───── EXCERPTED PASSAGE ─────

Question
Taylor is playing a computer game in which they shoot at spaceships and battleships. The number of spaceships they hit per minute can be modelled by a Poisson distribution with mean 4.2. The number of battleships they hit per minute can be modelled by a Poisson distribution with a mean of 2.3. Any single hit occurs independently of all others.
(a) Find the probability Taylor hits
(i) at most 10 spaceships in 2 minutes.
(ii) a total of more than 10 spaceships and battleships in one minute.
Every spaceship that is hit earns Taylor 3 points and every battleship 5 points. Let T be the total points earned in one minute.
(b) Find
(i) E(T)
(ii) Var(T)
(c) State one reason why the distribution of T cannot be Poisson. Taylor intends to play the game for one hour.
(d) Use the central limit theorem to find the probability that Taylor’s mean score per minute is greater than 25.
▶️Answer/Explanation
Detail Solution
Part (a)(i): Probability Taylor hits at most 10 spaceships in 2 minutes
The number of spaceships hit per minute follows a Poisson distribution with a mean of 4.2. Since we’re looking at a 2-minute period, we need the rate over 2 minutes. For a Poisson process, the parameter scales with time, so:
Mean spaceships in 2 minutes = 4.2 × 2 = 8.4.

───── GIVEN DATA ─────

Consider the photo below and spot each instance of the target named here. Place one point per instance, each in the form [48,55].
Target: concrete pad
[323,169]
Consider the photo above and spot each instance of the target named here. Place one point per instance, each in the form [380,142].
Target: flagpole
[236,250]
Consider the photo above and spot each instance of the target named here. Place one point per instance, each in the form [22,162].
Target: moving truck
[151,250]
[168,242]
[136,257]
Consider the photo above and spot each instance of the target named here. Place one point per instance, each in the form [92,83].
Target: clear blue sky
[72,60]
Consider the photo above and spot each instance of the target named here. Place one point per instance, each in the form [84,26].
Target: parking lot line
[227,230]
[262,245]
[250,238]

─────
───── GIVEN DATA ─────

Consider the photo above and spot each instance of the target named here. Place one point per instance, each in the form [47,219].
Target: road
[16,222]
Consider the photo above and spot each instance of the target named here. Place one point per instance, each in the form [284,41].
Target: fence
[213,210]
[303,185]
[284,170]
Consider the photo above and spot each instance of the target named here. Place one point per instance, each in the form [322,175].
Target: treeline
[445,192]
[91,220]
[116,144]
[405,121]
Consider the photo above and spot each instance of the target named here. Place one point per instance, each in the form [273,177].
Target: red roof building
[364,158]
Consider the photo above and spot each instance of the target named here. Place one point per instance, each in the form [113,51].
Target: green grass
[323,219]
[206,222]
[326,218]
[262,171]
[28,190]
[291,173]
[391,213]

─────

GOAL —
In the Poisson exercise, how many points does Taylor earn for each battleship hit? The records have no connection to the text.

OUTPUT FOR THIS EXERCISE —
5 points.